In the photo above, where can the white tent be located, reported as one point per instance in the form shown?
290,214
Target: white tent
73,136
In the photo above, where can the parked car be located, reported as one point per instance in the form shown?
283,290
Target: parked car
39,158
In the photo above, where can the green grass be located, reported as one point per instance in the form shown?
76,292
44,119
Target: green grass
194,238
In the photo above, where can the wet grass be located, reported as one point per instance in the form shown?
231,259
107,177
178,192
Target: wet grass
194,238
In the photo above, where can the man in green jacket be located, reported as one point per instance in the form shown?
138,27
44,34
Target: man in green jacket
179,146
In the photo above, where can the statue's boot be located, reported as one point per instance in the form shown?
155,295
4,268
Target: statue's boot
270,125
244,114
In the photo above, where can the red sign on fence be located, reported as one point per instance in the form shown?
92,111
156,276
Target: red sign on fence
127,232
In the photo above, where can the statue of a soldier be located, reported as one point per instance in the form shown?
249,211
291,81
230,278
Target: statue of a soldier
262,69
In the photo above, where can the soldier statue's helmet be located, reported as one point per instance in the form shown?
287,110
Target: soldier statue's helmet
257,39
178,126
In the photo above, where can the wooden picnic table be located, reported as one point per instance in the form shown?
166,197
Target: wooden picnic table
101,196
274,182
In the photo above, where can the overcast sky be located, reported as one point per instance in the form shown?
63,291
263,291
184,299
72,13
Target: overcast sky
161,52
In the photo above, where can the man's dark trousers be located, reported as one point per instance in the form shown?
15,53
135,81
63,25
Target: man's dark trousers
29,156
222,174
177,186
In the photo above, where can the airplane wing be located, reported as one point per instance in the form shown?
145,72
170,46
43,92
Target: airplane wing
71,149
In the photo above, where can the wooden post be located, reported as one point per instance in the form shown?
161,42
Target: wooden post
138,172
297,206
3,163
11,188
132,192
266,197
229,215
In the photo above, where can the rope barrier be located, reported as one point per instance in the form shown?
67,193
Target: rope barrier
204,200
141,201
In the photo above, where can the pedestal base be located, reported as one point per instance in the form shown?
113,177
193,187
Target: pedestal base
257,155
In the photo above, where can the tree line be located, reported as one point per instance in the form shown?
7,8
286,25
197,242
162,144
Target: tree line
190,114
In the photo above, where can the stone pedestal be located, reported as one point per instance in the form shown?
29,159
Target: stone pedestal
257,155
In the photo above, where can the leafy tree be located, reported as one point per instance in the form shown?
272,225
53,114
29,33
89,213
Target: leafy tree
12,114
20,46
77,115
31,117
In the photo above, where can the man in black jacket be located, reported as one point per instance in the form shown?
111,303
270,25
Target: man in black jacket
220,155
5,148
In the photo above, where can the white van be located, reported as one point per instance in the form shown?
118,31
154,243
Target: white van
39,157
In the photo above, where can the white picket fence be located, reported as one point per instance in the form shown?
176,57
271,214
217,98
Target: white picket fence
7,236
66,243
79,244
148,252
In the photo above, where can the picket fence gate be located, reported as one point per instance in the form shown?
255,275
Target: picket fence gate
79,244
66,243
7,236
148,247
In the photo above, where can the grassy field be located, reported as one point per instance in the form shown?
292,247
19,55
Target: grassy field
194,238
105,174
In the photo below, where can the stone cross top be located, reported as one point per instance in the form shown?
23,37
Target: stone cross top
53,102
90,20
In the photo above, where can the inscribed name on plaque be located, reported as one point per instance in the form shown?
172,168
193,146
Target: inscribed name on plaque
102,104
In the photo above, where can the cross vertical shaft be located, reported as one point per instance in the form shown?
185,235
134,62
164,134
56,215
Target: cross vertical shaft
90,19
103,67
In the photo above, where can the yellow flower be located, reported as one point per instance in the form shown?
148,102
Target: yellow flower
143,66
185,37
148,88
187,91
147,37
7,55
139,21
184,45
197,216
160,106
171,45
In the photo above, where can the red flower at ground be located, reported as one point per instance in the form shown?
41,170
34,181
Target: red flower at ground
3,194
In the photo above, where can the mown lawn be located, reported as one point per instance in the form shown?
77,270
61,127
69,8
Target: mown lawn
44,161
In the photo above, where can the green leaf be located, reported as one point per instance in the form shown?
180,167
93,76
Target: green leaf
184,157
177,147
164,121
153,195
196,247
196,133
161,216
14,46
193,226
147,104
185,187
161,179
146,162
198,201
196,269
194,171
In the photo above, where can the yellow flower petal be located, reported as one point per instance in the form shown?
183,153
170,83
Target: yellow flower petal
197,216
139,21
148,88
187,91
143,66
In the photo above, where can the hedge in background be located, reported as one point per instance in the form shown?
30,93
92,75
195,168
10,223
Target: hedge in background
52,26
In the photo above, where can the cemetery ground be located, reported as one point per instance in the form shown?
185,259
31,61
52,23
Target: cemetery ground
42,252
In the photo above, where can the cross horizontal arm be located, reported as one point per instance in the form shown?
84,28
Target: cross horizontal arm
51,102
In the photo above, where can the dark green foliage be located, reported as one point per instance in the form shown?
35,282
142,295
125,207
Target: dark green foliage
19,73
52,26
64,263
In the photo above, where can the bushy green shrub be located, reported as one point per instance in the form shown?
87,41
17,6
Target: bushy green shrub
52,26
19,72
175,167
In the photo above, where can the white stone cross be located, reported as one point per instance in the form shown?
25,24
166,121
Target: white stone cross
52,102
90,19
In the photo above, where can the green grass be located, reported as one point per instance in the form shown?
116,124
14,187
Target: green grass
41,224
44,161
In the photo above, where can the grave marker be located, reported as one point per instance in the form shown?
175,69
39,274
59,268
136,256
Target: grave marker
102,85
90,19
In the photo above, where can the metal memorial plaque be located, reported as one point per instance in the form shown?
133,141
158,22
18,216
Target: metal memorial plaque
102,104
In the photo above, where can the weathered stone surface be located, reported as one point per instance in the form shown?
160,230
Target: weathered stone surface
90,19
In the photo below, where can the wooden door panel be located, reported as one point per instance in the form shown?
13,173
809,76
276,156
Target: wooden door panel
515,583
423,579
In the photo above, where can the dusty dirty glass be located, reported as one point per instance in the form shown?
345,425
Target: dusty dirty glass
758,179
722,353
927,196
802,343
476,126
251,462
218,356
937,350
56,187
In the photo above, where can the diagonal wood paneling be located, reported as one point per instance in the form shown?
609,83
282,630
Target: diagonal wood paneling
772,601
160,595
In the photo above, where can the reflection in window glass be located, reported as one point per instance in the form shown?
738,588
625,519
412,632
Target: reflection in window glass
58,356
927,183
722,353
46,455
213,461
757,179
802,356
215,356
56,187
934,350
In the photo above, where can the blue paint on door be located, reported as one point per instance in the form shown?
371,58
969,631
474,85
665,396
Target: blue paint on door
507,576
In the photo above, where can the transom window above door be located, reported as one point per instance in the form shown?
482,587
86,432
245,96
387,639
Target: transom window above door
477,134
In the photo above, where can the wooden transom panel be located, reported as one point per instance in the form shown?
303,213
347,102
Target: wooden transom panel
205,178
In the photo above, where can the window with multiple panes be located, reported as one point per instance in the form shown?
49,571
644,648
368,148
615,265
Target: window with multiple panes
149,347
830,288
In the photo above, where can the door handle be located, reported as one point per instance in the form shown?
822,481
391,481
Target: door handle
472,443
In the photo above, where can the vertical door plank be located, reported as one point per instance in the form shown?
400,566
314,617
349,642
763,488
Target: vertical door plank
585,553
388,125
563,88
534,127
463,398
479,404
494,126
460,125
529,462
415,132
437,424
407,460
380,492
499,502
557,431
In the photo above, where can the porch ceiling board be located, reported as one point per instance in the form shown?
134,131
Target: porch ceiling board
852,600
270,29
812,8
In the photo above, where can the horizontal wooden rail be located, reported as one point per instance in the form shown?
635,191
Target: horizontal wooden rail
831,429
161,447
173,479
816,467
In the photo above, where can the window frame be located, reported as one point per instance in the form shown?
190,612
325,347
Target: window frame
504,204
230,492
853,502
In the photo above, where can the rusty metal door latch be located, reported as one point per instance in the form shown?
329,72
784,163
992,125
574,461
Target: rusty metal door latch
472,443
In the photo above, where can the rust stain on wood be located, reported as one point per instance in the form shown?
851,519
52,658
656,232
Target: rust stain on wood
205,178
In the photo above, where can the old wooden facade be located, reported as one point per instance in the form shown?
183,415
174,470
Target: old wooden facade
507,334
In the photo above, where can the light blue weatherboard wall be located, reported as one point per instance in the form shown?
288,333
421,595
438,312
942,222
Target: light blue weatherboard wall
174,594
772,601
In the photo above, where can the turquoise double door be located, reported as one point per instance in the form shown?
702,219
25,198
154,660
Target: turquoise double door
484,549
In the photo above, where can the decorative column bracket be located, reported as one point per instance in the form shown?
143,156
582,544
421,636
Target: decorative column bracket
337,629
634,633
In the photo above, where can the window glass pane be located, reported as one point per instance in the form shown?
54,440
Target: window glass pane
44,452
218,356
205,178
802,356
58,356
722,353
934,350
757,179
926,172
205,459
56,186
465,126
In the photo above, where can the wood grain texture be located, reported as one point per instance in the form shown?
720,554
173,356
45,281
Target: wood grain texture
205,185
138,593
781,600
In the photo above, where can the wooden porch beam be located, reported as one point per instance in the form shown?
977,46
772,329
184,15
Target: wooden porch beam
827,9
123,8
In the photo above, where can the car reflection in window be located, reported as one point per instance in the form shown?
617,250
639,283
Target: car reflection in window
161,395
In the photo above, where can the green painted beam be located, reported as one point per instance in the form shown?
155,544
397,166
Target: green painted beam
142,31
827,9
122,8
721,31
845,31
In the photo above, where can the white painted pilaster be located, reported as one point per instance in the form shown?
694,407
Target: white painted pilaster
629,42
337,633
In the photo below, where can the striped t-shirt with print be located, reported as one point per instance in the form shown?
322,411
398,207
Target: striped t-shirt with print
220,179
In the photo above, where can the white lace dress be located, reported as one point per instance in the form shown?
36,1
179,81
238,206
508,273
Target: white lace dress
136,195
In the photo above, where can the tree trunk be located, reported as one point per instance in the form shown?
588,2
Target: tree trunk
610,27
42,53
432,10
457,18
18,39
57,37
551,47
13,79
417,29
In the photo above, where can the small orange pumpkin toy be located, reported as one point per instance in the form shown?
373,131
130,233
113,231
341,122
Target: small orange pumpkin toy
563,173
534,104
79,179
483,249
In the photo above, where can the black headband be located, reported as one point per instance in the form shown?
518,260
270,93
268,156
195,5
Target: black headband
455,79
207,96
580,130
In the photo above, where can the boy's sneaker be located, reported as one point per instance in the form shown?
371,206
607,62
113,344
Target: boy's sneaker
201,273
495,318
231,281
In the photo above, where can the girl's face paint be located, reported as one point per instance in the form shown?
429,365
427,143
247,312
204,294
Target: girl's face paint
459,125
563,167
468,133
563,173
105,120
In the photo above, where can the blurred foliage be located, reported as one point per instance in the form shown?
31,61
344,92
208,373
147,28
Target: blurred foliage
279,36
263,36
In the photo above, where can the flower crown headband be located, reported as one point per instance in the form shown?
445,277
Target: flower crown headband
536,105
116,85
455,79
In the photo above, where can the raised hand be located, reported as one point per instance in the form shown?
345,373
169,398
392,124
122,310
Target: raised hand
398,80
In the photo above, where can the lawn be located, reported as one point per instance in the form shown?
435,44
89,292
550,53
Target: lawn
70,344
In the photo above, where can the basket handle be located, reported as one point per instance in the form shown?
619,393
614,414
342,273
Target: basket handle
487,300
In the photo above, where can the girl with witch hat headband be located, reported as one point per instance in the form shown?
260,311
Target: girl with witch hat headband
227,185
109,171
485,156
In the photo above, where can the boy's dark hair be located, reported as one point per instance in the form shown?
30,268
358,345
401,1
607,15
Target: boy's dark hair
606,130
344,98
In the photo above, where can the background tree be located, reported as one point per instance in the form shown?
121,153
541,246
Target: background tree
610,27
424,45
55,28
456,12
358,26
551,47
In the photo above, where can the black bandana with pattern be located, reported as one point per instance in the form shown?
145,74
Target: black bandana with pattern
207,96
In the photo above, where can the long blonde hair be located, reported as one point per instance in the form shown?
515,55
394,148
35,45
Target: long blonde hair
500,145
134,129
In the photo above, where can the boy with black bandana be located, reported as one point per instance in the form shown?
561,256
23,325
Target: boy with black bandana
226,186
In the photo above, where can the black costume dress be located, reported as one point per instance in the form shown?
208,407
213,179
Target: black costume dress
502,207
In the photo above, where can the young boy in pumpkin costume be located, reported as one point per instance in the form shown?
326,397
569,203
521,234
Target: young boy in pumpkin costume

◆ **Exercise instructions**:
Copy the stretch of the records from the line containing "In the photo above, where can the black bandana" through the end of the records, switching "bandana" to "headscarf" wherever it occurs and leaving everything else unchanged. Give only those lines.

◆ **Finished answer**:
In the photo above, where can the black headscarf with pattern be located, reported as one point per instance in the form shown?
145,74
Target: black headscarf with pattern
207,96
In the photo above, where can the long blonde hair be located, reported as one point per instance in the form shown?
515,55
394,148
35,45
Target: long blonde hair
500,145
134,129
In the photo above, where can the boy with black headscarf be located, reported as one point per instance in the form shown?
561,256
23,325
Target: boy with black headscarf
226,186
In the photo above, where can the black costume dress be located, reported as one point per instance in the form shown?
208,407
213,179
Target: black costume dress
502,207
In the photo above, where can the young boy in pumpkin costume be located, reported as one point per instance in the form shown?
326,397
569,203
521,234
Target: young boy in pumpkin costume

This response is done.